## START GIVEN RECORDS

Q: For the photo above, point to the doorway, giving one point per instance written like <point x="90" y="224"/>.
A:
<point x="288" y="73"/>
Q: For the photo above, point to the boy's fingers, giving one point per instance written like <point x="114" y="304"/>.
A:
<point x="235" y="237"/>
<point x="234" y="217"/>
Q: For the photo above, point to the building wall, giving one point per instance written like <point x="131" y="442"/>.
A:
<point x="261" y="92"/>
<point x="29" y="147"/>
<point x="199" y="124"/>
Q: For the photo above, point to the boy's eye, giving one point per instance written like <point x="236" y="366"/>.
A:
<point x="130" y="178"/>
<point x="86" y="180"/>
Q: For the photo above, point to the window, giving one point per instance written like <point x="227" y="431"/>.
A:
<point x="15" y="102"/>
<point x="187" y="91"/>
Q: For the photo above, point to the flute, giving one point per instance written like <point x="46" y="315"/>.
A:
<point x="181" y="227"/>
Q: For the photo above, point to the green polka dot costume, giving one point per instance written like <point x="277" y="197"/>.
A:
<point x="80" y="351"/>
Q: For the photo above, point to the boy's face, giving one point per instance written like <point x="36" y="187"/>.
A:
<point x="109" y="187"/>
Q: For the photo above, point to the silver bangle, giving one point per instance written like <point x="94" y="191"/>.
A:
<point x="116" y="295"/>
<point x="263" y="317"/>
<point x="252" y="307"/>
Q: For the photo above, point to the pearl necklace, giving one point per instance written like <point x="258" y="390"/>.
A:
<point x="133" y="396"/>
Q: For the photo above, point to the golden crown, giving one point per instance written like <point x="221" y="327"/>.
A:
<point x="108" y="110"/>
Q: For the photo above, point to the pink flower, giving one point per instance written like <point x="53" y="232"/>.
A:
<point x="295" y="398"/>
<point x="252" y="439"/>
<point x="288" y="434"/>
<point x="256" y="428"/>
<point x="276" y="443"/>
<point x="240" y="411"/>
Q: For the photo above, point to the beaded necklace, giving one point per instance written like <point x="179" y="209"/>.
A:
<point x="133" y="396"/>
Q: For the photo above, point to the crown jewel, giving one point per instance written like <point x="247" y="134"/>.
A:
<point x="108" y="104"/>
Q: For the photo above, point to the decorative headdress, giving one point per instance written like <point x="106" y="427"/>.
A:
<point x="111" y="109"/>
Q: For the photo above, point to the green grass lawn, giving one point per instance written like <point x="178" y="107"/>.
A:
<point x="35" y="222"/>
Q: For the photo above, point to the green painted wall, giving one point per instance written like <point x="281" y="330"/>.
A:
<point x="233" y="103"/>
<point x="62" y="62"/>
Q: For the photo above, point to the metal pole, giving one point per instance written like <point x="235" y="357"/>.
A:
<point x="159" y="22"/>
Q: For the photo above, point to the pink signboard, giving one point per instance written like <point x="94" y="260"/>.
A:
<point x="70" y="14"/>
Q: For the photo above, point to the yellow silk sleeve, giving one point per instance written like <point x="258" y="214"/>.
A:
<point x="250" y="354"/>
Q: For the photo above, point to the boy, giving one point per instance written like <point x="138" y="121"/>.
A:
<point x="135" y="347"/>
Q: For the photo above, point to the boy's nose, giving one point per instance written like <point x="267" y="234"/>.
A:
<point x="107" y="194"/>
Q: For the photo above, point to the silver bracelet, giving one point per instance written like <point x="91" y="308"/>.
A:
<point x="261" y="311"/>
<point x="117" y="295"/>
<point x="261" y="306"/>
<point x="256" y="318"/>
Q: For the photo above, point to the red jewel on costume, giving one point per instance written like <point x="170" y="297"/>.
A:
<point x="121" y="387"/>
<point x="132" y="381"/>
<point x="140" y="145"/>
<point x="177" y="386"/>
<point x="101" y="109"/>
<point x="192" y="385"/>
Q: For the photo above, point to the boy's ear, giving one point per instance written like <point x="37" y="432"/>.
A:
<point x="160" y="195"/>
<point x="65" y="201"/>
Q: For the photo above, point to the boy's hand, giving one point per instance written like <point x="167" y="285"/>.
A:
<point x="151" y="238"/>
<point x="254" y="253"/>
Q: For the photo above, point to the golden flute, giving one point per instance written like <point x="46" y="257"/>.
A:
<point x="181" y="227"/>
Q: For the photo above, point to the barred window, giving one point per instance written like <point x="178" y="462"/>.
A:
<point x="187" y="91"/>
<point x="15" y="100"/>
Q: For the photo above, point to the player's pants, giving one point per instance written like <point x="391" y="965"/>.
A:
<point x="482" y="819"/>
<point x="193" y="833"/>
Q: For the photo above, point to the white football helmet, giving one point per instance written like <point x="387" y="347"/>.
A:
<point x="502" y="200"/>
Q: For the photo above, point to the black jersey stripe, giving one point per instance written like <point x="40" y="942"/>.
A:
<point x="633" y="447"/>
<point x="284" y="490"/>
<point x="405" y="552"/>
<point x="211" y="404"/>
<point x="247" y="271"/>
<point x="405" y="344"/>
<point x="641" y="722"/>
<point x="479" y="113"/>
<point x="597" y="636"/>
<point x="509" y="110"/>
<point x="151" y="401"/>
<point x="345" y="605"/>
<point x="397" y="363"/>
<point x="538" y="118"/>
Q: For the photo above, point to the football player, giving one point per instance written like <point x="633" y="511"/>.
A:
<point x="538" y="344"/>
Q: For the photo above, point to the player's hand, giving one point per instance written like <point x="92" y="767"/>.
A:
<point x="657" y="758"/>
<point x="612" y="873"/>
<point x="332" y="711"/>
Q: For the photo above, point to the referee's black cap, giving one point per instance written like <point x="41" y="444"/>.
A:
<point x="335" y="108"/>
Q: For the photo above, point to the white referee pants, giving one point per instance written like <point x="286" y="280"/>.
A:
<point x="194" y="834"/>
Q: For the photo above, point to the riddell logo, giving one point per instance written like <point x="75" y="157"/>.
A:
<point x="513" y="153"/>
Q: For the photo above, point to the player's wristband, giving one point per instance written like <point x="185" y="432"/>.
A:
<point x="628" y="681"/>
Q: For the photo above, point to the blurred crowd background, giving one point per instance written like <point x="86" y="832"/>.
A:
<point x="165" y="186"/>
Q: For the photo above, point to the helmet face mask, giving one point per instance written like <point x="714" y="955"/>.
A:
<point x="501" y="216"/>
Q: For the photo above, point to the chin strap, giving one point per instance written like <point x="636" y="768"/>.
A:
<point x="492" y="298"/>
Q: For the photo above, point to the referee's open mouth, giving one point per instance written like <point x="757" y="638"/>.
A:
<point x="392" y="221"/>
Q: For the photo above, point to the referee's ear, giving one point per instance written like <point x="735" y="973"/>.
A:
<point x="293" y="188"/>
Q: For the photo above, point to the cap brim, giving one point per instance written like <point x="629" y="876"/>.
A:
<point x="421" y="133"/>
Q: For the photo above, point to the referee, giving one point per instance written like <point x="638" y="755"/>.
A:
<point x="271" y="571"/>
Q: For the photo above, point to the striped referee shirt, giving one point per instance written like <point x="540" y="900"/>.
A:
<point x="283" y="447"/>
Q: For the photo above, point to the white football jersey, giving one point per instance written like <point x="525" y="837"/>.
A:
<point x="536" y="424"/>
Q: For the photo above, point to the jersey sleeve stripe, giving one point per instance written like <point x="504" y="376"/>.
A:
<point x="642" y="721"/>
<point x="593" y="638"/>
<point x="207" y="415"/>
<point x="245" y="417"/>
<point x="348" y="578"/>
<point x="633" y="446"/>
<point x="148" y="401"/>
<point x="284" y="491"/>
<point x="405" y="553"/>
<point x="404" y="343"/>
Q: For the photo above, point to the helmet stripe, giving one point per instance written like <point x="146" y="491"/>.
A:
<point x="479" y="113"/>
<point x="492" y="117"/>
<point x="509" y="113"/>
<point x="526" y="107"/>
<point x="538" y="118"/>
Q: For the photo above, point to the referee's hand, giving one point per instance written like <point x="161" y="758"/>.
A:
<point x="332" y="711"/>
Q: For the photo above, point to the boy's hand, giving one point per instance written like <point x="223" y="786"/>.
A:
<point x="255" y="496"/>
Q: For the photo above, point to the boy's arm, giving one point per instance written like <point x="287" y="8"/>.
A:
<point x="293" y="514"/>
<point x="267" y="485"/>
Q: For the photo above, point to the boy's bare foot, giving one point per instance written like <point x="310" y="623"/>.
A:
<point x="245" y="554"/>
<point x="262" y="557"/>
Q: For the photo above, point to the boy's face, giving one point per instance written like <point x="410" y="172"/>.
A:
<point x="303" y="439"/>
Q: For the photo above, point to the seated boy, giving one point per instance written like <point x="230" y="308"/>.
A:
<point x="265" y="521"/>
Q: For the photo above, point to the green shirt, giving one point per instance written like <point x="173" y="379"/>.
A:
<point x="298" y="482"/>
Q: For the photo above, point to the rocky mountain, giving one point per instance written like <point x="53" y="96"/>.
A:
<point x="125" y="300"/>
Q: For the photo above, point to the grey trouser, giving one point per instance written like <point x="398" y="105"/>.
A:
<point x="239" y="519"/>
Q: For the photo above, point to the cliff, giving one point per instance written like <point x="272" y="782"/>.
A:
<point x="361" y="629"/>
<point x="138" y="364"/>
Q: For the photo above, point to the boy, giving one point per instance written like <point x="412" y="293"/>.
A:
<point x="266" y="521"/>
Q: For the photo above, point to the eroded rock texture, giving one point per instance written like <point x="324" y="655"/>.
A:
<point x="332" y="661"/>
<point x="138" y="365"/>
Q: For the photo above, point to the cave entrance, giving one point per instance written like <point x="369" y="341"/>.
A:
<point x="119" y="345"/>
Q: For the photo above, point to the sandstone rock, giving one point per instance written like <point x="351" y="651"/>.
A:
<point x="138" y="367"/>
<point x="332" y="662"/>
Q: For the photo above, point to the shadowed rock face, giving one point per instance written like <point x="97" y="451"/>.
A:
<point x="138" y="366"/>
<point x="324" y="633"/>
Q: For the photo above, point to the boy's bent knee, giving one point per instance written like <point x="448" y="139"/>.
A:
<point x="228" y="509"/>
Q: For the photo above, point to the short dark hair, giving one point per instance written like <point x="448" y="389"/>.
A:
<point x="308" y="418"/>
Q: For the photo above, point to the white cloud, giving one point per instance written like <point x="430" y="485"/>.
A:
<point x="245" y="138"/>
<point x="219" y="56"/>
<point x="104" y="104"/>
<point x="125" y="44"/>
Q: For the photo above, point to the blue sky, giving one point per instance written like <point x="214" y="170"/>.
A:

## END GIVEN RECORDS

**WRITTEN REQUEST:**
Please duplicate the records word for word, starting at the line that contains "Q: For the photo above, point to the blue" and ending at the last line of the records.

**COMPLETE RESPONSE:**
Q: For the photo above, point to the blue sky, giving one point per instance written like <point x="214" y="170"/>.
A:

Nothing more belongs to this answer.